— Start of Selected extract —
It will be understood that the takeup spool or bobbin is configured to rotate independently of the flyer, which rotates continuously so long as the large flywheel is being rotated (e.g., by a treadle mechanism, or by hand, etc.). When the yarn or cord is being twisted, it is not being taken up on the bobbin. During this portion of the operation, the flyer and bobbin rotate in unison with one another. Thus, even though the yarn or thread is being spun around the bobbin by the rotation of the flyer, it cannot be taken up on the bobbin, as the bobbin is rotating at the same rate. This operation results in a twist being produced in the filaments or fibers, thus producing a twisted yarn, cord, or the like.

When sufficient twist has been imparted to the filaments, they may be stored by winding them onto the bobbin or spool. This is accomplished by changing the rotary speed of the bobbin relative to the constantly rotating flyer, generally by braking the bobbin so that it is rotating more slowly than the flyer. This difference in rotational velocities between the two components, results in the flyer winding the twisted yarn onto the bobbin or spool for storage. When the twisted portion of the yarn has been wound onto the bobbin, the rotation of the bobbin is again matched with the rotation of the flyer, thereby resulting in the twisting of the filaments with no takeup onto the bobbin. The operation is repeated as desired to produce a relatively long length of twisted yarn, thread, cord, or the like.

Conventionally, most spinning wheels utilize an open-ended flyer, i.e., the two arms of the flyer are not connected to one another at their distal ends. This facilitates the removal and installation of the bobbin or spool onto the spindle, but a separate retaining component (e.g., threaded fastener, lateral pin, etc.) is still required to secure the bobbin on the spindle. Moreover, such an open-ended flyer structure is relatively weak in comparison to a closed flyer, which completely surrounds the bobbin. The reason that closed flyers have not proven popular is that up to the development of the present invention, such a mechanism has required additional fastening components, which must be removed in order to remove or replace the bobbin. This requires a fair amount of time for each bobbin removal and replacement, as well as increasing the cost of the mechanism and the chance of losing various small parts.

An example of such an open-ended flyer is found in German Patent No. 3,529,076, published on Sep. 10, 1987, describing an electrically powered tabletop fiber spinning appliance. It appears particularly from FIG. 2 that the drive pulley and belt from the motor must be removed in order to remove or replace the spool or bobbin on the spindle. The device of the '076 German Patent includes two opposed end plates, which support the spindle at each end thereof.

Insofar as the spindle or bobbin brake mechanism is concerned, it is generally desirable to adjust the spindle, or the bobbin rotating on a stationary spindle, with a slight amount of drag or braking force. The tension applied to the yarn by the person spinning is sufficient to prevent takeup of the yarn onto the bobbin, thus resulting in a purely twisting force being applied to the yarn filaments. Relaxation of the tension on the spun yarn or thread allows the brake to slow or stop the bobbin or spindle rotation relative to the flyer, thereby allowing the yarn or thread to be wound upon the bobbin by the flyer for storage of the twisted yarn.
— End of Selected extract —
— Start of Entries supplied —
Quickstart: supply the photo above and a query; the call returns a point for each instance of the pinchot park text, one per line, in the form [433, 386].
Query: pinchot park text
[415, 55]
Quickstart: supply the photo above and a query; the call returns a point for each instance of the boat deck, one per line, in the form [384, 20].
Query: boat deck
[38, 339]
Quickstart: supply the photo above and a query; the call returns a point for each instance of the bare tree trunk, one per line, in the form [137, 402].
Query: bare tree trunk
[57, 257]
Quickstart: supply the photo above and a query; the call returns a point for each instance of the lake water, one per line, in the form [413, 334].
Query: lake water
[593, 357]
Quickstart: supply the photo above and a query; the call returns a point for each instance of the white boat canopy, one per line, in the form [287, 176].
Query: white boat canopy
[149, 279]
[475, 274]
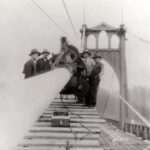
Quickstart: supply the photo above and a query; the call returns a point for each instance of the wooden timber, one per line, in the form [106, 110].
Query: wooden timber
[87, 132]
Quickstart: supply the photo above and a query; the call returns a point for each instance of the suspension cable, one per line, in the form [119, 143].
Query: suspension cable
[49, 18]
[84, 12]
[122, 11]
[69, 17]
[139, 38]
[109, 91]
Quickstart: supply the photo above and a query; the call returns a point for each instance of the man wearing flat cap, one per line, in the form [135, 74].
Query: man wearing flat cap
[95, 79]
[30, 66]
[43, 64]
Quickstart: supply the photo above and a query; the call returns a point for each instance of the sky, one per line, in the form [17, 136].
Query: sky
[23, 27]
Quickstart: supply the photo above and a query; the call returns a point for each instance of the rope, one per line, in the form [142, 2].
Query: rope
[69, 17]
[49, 18]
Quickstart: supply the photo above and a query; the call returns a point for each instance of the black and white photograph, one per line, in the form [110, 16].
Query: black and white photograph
[74, 75]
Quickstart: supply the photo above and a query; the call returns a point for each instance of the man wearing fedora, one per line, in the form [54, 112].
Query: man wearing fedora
[30, 66]
[95, 79]
[43, 64]
[89, 62]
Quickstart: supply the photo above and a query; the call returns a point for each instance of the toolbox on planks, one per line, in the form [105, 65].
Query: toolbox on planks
[60, 119]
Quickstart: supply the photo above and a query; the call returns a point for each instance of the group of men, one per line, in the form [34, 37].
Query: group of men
[94, 69]
[37, 65]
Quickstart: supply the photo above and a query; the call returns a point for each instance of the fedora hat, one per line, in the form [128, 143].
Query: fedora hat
[96, 56]
[33, 51]
[45, 51]
[86, 52]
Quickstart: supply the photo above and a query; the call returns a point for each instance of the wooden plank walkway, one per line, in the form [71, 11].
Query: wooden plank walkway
[87, 132]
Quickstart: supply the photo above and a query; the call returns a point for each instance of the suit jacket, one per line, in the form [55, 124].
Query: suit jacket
[29, 68]
[42, 65]
[96, 71]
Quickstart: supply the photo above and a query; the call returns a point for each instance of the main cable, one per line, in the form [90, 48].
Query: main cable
[69, 17]
[139, 38]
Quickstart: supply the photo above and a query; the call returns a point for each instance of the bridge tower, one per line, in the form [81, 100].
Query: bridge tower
[115, 57]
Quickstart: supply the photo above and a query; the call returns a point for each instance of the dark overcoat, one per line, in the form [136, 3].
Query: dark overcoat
[29, 68]
[43, 65]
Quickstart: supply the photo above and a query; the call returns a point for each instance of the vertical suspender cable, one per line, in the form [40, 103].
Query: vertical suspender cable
[69, 17]
[122, 12]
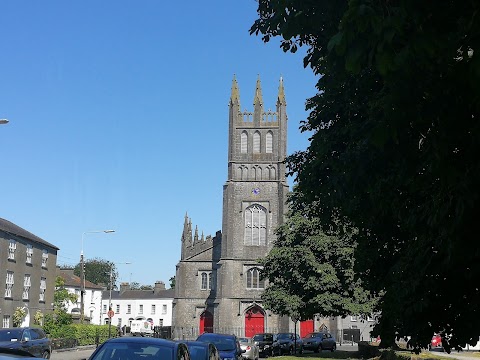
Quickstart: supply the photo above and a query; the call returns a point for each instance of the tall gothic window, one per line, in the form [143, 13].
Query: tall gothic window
[269, 142]
[244, 142]
[255, 225]
[253, 279]
[256, 142]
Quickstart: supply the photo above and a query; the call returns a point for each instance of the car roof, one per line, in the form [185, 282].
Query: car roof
[146, 340]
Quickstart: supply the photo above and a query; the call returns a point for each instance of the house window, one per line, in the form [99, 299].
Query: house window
[255, 225]
[206, 280]
[29, 253]
[6, 321]
[43, 287]
[26, 286]
[269, 142]
[244, 142]
[253, 279]
[44, 258]
[9, 284]
[256, 142]
[12, 246]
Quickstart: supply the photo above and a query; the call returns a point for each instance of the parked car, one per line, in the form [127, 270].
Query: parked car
[31, 340]
[144, 348]
[202, 351]
[318, 341]
[287, 343]
[251, 349]
[228, 345]
[436, 343]
[264, 341]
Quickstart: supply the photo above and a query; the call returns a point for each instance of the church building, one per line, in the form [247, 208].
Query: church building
[218, 287]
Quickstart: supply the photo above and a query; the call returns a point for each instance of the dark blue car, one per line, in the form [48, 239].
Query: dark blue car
[227, 345]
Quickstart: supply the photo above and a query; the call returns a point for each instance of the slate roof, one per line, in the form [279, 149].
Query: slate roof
[11, 228]
[72, 280]
[140, 294]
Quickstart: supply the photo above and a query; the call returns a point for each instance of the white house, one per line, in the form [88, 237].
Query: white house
[92, 297]
[128, 305]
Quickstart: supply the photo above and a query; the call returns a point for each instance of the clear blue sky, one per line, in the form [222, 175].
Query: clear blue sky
[118, 120]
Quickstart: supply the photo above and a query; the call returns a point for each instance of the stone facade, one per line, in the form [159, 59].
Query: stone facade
[217, 284]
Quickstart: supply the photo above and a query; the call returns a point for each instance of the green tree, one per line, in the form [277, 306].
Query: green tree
[319, 278]
[59, 317]
[394, 150]
[97, 271]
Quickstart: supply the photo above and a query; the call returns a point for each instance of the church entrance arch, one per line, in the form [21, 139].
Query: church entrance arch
[254, 321]
[206, 322]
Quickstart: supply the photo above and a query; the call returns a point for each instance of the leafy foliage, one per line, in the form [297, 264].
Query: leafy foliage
[394, 150]
[319, 278]
[97, 271]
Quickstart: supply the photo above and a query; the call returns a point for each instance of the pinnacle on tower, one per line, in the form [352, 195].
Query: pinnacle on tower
[235, 96]
[281, 92]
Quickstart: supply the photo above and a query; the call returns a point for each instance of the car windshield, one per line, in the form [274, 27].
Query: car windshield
[263, 337]
[10, 335]
[222, 343]
[125, 350]
[198, 352]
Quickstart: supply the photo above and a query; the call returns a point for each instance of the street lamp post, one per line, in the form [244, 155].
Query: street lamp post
[82, 272]
[110, 298]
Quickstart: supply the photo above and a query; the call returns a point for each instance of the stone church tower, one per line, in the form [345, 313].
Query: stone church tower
[218, 287]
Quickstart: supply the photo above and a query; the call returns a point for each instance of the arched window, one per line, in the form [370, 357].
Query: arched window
[269, 142]
[255, 225]
[244, 142]
[256, 142]
[204, 281]
[253, 279]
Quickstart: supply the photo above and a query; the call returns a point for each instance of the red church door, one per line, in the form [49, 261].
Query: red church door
[206, 322]
[306, 327]
[254, 321]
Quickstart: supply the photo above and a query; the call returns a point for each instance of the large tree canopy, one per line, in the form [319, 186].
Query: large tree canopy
[395, 149]
[97, 271]
[312, 273]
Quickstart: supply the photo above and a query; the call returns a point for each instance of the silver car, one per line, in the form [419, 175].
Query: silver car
[251, 349]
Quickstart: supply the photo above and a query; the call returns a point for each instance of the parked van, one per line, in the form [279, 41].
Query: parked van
[141, 328]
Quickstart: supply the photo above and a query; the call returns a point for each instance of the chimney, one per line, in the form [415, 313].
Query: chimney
[159, 286]
[124, 287]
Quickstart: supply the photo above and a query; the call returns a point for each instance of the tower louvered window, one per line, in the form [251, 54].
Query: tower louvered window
[269, 142]
[253, 279]
[244, 142]
[255, 226]
[256, 142]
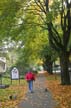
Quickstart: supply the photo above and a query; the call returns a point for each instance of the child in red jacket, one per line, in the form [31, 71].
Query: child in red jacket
[30, 77]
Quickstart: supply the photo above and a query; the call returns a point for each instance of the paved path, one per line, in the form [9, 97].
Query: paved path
[40, 98]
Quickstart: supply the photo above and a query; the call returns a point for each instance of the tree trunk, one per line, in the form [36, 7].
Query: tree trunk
[64, 61]
[48, 66]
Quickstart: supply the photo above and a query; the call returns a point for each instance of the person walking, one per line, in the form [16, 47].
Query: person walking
[30, 77]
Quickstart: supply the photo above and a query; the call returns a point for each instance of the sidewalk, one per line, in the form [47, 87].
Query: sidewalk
[40, 98]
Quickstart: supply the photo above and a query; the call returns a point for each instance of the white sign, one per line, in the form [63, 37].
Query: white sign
[15, 73]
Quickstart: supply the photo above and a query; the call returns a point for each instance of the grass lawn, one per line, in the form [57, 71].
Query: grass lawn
[62, 94]
[16, 90]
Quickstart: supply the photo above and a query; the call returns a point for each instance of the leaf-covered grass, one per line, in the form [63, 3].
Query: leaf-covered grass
[62, 94]
[14, 89]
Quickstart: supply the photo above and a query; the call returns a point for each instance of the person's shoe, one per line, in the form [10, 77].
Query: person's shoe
— End of Entries supplied —
**What is asked**
A. Decide whether each statement agrees with the spinning wheel passage, answering yes or no and quoting the deciding words: (i) while the yarn is being twisted, the flyer and bobbin turn together at the same rate; (ii) an open-ended flyer is stronger than a closed flyer; (iii) the device of the German patent has two opposed end plates that support the spindle.
B. Write the next part of the spinning wheel passage, picking up after its final sentence.
The entries are separate material and are not part of the spinning wheel passage.

**The results**
A.
(i) Yes: "During this portion of the operation, the flyer and bobbin rotate in unison with one another."
(ii) No: "such an open-ended flyer structure is relatively weak in comparison to a closed flyer, which completely surrounds the bobbin."
(iii) Yes: "The device of the '076 German Patent includes two opposed end plates, which support the spindle at each end thereof."

B.
However, in the past it has proven difficult to provide a bobbin or spindle brake that may be easily and precisely adjusted to produce exactly the desired braking force. While a relatively large amount of effort has gone into the development of spindle and/or bobbin brakes for large, automated industrial spinning and winding machines and looms, comparatively little development has occurred in spindle or bobbin brake systems in manually or treadle operated spinning wheels. Conventional bobbin or spindle brakes tend to be relatively primitive devices, and generally fail to provide the required degree of fine adjustment for accurate work.

Thus, a flyer and spindle brake assembly for hand spinning wheels solving the aforementioned problems is desired.

SUMMARY OF THE INVENTION

The flyer and spindle brake assembly for hand spinning wheels includes an adjustably rotating spindle upon which the yarn spool or bobbin is removably installed. The spindle is cantilevered from a single maiden post, with an adjustable spindle braking mechanism disposed in the upper end of the post through which the support end of the spindle passes. The flyer or bail extends around the spindle and any spool or bobbin installed thereon, with the flyer having a closed distal end selectively capturing the distal end of the spindle therein and including an axially disposed yarn orifice or guide beyond the spindle bearing. The attachment base end of the flyer is pivotally secured to a collar or sleeve, which is, in turn, rotationally affixed to the rotating whorl or flyer drive pulley, being driven by the drive belt from the larger diameter flywheel. A coil spring is installed on the spindle between the spool drive mandrel and the flyer attachment collar, the spring urging the collar (and therefore the flyer) toward the maiden post, thereby securing the spindle bearing of the distal end of the flyer about the distal end of the spindle during operation.

The device is used by initially drawing the flyer axially outwardly away from the maiden post by compressing the flyer retaining spring, thereby freeing the distal end of the spindle from the spindle bearing of the flyer. The flyer is then pivoted about its attachment points at the collar, thereby clearing the distal end of the spindle for the installation of a spool or bobbin thereon. The flyer is then repositioned to secure the distal end of the spindle in the spindle bearing of the distal end of the flyer in order to align the components axially with one another. The spindle brake may be adjusted as desired. Spinning operations may then commence, with the rotating flyer twisting the yarn, thread, etc. therearound so long as the bobbin or spool is allowed to rotate in unison with the flyer. When a length of spun yarn or cord has been produced, the tension on the spun material is relaxed, thereby allowing the brake to slow the rotational speed of the spindle and bobbin installed thereon. This results in the spun material being wound upon the relatively slowly spinning or stopped bobbin, as the flyer continues to rotate around the spindle and bobbin. Further tension on the fiber material overcomes the spindle brake, and causes the bobbin and spindle to rotate in unison with the flyer to twist another length of yarn, thread, or similar material. The process is repeated as desired, with the brake mechanism being adjusted as required for optimum operation.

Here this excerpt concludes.